| Work item A |
Answer these questions using the stock market report:
(i) At what level did the S&P 500 index close?
(ii) To what percentage did the yield on the 10-year Treasury note jump?
(iii) At which firm is Craig Peckham a market strategist?
| Work item B |
Write the next few paragraphs of the stock market report, picking up after its final sentence.

| Document text |

BEGIN

Broader stock indicators finished mixed. The S&P 500 index closed up 2.14, or 0.16 percent, at 1,372.54, after rising as high as 1,386.74. The Nasdaq composite index fell 6.15, or 0.26 percent, to 2,364.83.
Government bond prices fell. The yield on the benchmark 10-year Treasury note, which moves opposite its price, jumped to 3.55 percent from 3.47 percent late Wednesday.
Though the stock market has not recovered all the ground it lost in March, when the credit crisis reached a critical point and led to the buyout of Bear Stearns Cos., investors launched a strong comeback last week. Wall Street is growing more optimistic that stocks and the companies that issue them may be starting to rebound from a long slump due to tight credit and a sluggish economy.
“Overall, I’m getting the sense here that the Street is starting to focus on fundamentals and the timing of a potential recovery in the economy, and trying to move past the credit crisis,” said Craig Peckham, market strategist at Jefferies & Co.
That’s not to say the market volatility seen over the past several months has subsided for good, however. As earnings pour in over the next couple weeks, it’s possible investors could grow anxious again — especially if banks reveal bigger losses than expected, Peckham said, and in more types of debt than anticipated.

END

| Information shown |
BEGIN

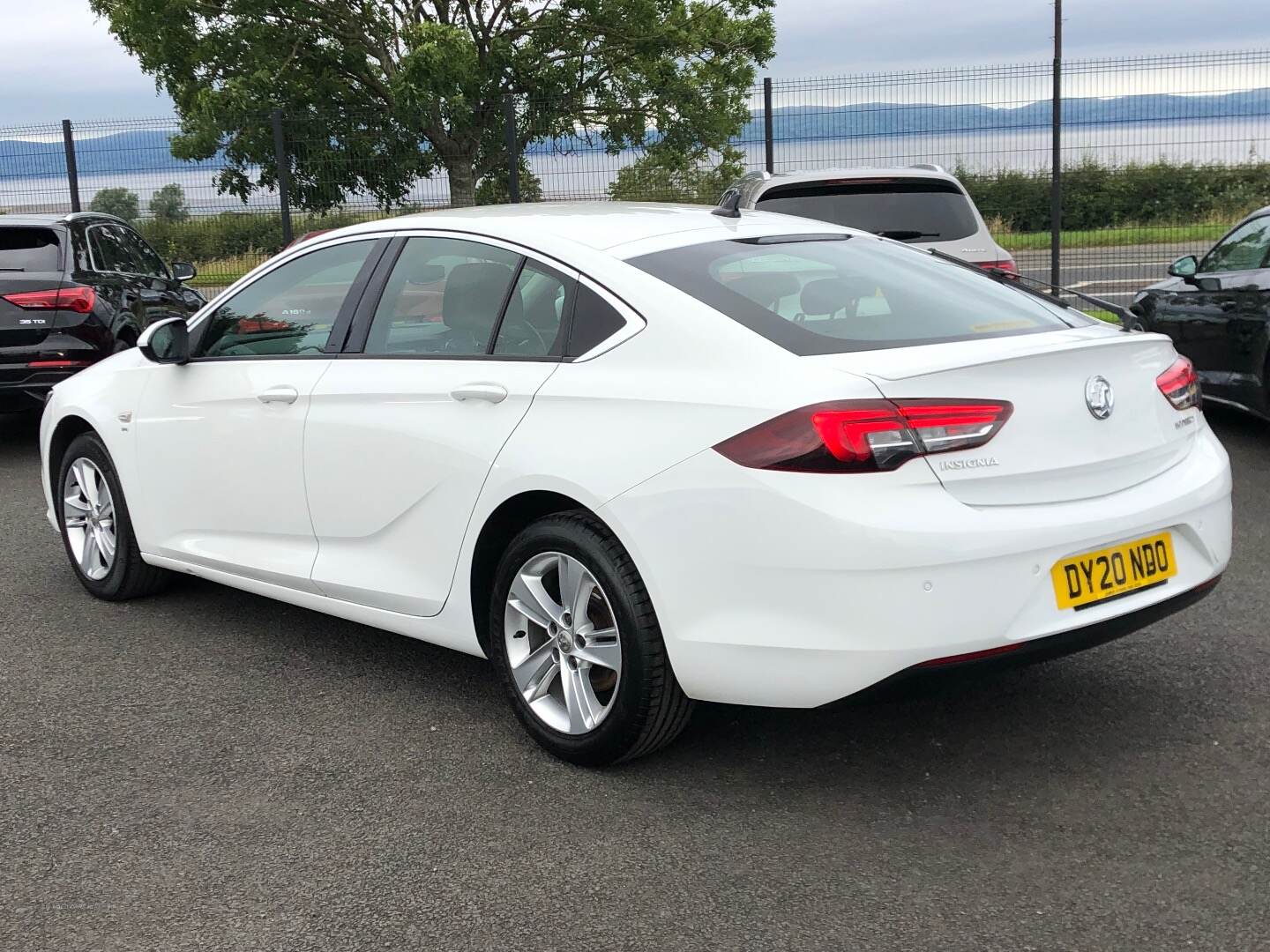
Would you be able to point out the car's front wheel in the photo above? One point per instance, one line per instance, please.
(97, 530)
(577, 641)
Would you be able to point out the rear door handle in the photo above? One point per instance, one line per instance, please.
(489, 392)
(279, 395)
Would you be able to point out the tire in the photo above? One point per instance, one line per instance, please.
(123, 576)
(646, 710)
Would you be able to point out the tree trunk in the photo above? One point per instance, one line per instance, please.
(462, 182)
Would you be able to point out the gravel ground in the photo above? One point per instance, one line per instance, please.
(215, 770)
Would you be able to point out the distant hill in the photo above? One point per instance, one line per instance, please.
(145, 150)
(149, 150)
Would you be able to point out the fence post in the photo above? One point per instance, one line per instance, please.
(768, 140)
(280, 150)
(1056, 183)
(513, 155)
(71, 170)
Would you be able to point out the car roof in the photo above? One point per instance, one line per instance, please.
(601, 227)
(888, 172)
(36, 219)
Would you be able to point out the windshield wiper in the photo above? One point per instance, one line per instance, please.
(902, 235)
(1024, 283)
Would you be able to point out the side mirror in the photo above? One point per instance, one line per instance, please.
(165, 342)
(1184, 268)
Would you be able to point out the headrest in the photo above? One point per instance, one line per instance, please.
(474, 294)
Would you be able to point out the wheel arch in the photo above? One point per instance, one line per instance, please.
(501, 527)
(64, 435)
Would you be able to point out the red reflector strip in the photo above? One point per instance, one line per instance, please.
(969, 655)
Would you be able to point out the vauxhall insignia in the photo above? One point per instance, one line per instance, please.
(1099, 398)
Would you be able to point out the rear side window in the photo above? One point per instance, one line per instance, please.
(818, 296)
(444, 297)
(594, 320)
(29, 250)
(906, 210)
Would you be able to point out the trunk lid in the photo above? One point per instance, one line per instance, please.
(1053, 449)
(20, 326)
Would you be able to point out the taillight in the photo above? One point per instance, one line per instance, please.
(1006, 265)
(865, 435)
(1180, 385)
(80, 300)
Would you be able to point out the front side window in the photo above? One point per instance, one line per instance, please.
(1244, 249)
(826, 294)
(444, 297)
(288, 311)
(146, 260)
(906, 210)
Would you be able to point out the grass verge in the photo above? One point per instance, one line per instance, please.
(1116, 238)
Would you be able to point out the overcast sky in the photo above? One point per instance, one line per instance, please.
(60, 63)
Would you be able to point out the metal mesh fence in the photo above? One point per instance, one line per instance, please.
(1160, 156)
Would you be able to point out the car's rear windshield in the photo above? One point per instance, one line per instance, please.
(25, 249)
(907, 210)
(831, 294)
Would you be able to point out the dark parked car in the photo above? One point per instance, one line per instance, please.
(75, 288)
(1217, 310)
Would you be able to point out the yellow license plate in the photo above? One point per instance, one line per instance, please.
(1095, 576)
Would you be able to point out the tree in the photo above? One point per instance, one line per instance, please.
(378, 94)
(493, 188)
(169, 204)
(118, 202)
(669, 175)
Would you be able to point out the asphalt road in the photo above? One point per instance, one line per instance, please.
(1116, 273)
(213, 770)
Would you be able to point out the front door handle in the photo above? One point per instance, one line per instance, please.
(279, 395)
(489, 392)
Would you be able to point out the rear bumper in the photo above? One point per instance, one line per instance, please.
(1045, 649)
(794, 591)
(25, 387)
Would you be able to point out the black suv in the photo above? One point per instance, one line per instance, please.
(75, 288)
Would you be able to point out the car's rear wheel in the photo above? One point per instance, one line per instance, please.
(577, 643)
(97, 530)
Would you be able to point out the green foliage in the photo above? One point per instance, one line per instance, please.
(669, 175)
(234, 234)
(1097, 196)
(378, 95)
(493, 190)
(169, 204)
(118, 202)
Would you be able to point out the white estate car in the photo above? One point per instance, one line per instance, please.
(646, 455)
(918, 205)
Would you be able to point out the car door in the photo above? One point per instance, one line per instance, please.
(1220, 319)
(220, 439)
(406, 427)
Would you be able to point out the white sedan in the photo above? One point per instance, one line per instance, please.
(641, 456)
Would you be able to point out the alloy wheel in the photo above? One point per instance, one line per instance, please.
(563, 645)
(88, 514)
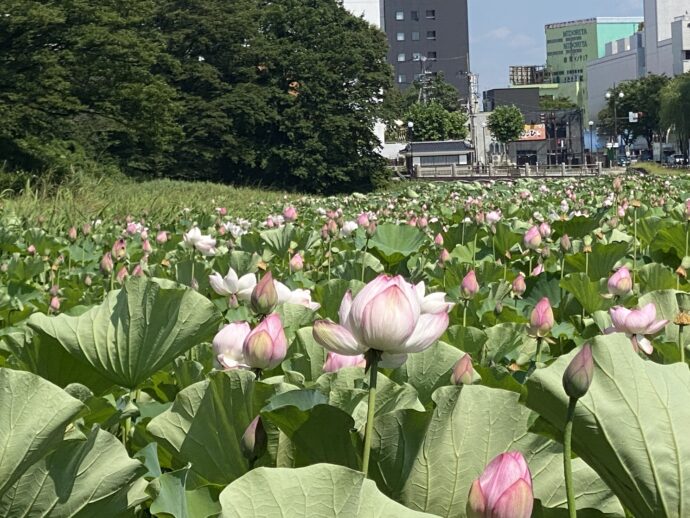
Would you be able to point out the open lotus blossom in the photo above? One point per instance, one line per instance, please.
(335, 361)
(389, 315)
(228, 343)
(636, 323)
(504, 489)
(231, 284)
(206, 245)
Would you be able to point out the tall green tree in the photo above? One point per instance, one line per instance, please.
(675, 109)
(433, 122)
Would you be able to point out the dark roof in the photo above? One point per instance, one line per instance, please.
(439, 146)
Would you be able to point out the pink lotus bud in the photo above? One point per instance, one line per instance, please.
(290, 213)
(578, 375)
(519, 286)
(504, 489)
(122, 274)
(254, 440)
(469, 286)
(541, 319)
(54, 304)
(532, 238)
(264, 295)
(107, 263)
(296, 263)
(545, 230)
(335, 361)
(266, 346)
(620, 283)
(119, 250)
(463, 372)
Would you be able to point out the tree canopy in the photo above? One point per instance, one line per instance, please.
(246, 91)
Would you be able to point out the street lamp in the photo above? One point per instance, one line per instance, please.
(609, 95)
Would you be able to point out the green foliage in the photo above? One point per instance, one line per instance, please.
(506, 123)
(433, 122)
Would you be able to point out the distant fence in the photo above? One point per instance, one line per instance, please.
(490, 172)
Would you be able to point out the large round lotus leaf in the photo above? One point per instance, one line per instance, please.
(136, 330)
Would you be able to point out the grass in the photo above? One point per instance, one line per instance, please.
(84, 197)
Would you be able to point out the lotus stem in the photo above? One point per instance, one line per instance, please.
(567, 454)
(373, 358)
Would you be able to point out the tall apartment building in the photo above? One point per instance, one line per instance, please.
(424, 37)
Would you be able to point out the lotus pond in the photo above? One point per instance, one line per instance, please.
(427, 351)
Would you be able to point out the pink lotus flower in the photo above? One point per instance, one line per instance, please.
(541, 319)
(469, 285)
(266, 346)
(290, 213)
(636, 323)
(532, 238)
(388, 315)
(620, 283)
(228, 344)
(335, 361)
(206, 245)
(504, 489)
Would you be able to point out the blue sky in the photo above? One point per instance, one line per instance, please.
(510, 32)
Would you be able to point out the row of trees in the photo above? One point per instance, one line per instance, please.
(249, 91)
(663, 105)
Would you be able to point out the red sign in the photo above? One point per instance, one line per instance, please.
(533, 132)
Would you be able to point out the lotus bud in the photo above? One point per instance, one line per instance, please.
(264, 296)
(463, 372)
(620, 283)
(254, 440)
(578, 375)
(296, 263)
(503, 490)
(266, 346)
(469, 286)
(54, 304)
(119, 250)
(532, 238)
(122, 274)
(107, 263)
(519, 286)
(541, 319)
(290, 213)
(545, 230)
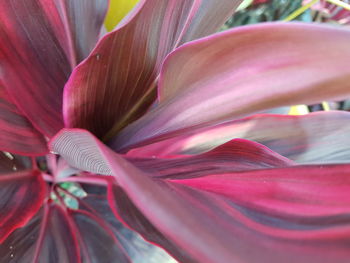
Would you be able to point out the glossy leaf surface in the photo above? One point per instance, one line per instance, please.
(116, 84)
(17, 134)
(21, 195)
(268, 215)
(41, 41)
(252, 68)
(314, 138)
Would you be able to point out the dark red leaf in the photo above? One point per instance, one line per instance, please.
(242, 71)
(41, 41)
(17, 134)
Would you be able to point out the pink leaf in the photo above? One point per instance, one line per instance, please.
(17, 134)
(48, 237)
(319, 137)
(242, 71)
(41, 41)
(269, 215)
(116, 84)
(21, 195)
(233, 156)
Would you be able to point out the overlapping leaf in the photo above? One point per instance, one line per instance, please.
(17, 134)
(252, 68)
(269, 215)
(117, 82)
(41, 42)
(21, 195)
(314, 138)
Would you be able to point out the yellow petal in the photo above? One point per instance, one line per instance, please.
(117, 10)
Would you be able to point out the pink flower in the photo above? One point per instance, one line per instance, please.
(129, 105)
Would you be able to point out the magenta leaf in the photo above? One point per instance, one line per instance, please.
(17, 134)
(57, 241)
(21, 195)
(269, 215)
(83, 21)
(41, 42)
(252, 69)
(48, 237)
(318, 137)
(136, 247)
(116, 84)
(97, 240)
(128, 213)
(234, 156)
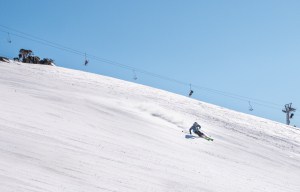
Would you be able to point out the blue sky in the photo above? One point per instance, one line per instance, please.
(246, 48)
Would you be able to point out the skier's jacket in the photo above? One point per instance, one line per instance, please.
(196, 128)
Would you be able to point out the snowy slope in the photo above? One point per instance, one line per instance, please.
(71, 131)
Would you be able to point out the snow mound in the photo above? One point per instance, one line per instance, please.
(64, 130)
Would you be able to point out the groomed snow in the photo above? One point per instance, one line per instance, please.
(63, 130)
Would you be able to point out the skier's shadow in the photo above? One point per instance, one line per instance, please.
(190, 136)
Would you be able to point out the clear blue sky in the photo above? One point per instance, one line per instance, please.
(248, 48)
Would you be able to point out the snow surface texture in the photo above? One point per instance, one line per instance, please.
(71, 131)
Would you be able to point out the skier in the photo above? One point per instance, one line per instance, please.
(191, 93)
(196, 129)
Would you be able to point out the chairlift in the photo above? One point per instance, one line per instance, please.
(8, 38)
(134, 75)
(191, 91)
(250, 106)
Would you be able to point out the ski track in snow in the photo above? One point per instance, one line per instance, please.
(71, 131)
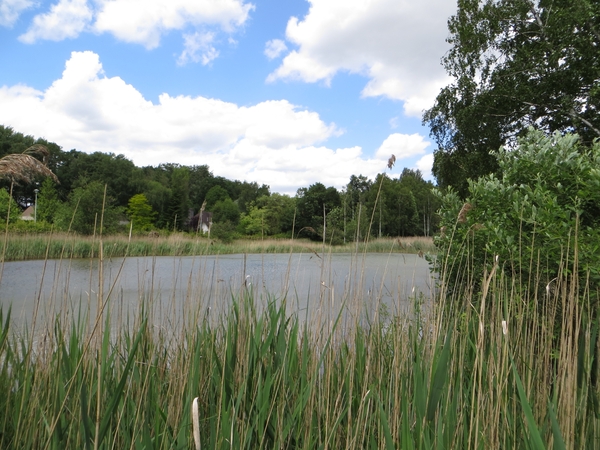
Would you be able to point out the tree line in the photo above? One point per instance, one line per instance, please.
(110, 188)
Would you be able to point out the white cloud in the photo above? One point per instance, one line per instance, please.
(141, 22)
(397, 44)
(10, 10)
(273, 142)
(425, 164)
(274, 48)
(198, 48)
(145, 21)
(402, 146)
(66, 19)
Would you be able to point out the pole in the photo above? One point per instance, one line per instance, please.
(35, 191)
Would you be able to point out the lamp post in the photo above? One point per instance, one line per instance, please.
(35, 191)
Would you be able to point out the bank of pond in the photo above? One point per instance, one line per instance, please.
(291, 350)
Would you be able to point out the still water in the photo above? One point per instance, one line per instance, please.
(173, 286)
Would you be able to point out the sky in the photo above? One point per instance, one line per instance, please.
(281, 92)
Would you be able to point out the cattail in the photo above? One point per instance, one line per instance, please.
(391, 161)
(196, 423)
(22, 167)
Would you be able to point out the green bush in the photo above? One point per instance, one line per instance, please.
(537, 218)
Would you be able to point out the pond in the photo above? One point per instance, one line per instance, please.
(171, 287)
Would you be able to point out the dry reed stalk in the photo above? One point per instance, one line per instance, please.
(23, 167)
(196, 423)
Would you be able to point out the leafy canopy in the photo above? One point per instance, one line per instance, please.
(545, 205)
(515, 64)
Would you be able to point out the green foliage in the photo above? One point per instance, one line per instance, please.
(140, 213)
(269, 215)
(226, 211)
(47, 201)
(83, 211)
(255, 223)
(543, 211)
(312, 203)
(8, 205)
(214, 195)
(515, 64)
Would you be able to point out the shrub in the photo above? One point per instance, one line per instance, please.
(542, 214)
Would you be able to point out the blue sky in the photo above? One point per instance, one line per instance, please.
(286, 93)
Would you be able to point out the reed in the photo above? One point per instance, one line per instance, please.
(20, 247)
(485, 367)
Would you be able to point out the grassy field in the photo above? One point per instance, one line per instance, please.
(19, 247)
(496, 366)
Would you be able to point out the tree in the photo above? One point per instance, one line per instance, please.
(312, 203)
(214, 195)
(47, 201)
(8, 203)
(83, 212)
(226, 211)
(140, 213)
(546, 201)
(515, 64)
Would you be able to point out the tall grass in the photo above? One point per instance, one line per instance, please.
(485, 368)
(20, 247)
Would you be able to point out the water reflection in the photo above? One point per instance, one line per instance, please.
(175, 286)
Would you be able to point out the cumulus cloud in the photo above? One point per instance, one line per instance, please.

END

| Exercise output A |
(i) 1,372.54
(ii) 3.55 percent
(iii) Jefferies & Co.

| Exercise output B |
Alcoa’s results might stir some of that anxiety. The company said it earned 37 cents per share in the first quarter, compared to analysts’ expectations of 48 cents. The company’s stock was down $1.56, or 4 percent, at $37.44 in regular trading and fell further in after-hours dealings.
But there were many signs during the day that Wall Street was feeling more optimistic.
After news that Washington Mutual might sell a stake for cash — a move that other banks such as Citigroup Inc., Merrill Lynch & Co. and Morgan Stanley have also made — WaMu shares shot up $2.98, or 29 percent, to $13.15. Other banks rose as well; Merrill rose $1.30, or 2.8 percent, to $47.55, and Bear Stearns rose 20 cents to $10.67 and Goldman Sachs rose $3.33 to $178.73.
In other dealmaking news, Swiss pharmaceutical maker Novartis AG said it will spend about $38 billion in a two-step bid for a majority stake in U.S. eye-care company Alcon Inc. Alcon rose $2.19 to $150.63, and Novartis fell $2.12, or 4 percent, to $50.
Discover Financial Services LLC said it was buying the Diners Club International card network from Citigroup Inc. for $165 million. Discover rose 95 cents, or 5.5 percent, to $18.09, while Citi rose 52 cents, or 2.2 percent, to $24.60.
And Microsoft Corp. gave Yahoo Inc. a three-week deadline to agree to a takeover, or, Microsoft said, it would launch a proxy fight for control of the company. Yahoo fell 66 cents, or 2.3 percent, to $27.70, while Microsoft closed flat at $29.16. Yahoo said the deal isn’t in the best interests of its shareholders, and called Microsoft’s proxy threat counterproductive.
Last week, stocks advanced as investors found relief in reports that Lehman Brothers Holdings Inc. and Switzerland’s UBS AG are selling stock to raise cash and Merrill Lynch & Co. believes it has sufficient cash to continue operating. Despite a report Friday showing the third straight month of job losses in March, the Dow finished last week up 3.22 percent, the S&P 500 index rose 4.86 percent, and the Nasdaq rose 4.20 percent.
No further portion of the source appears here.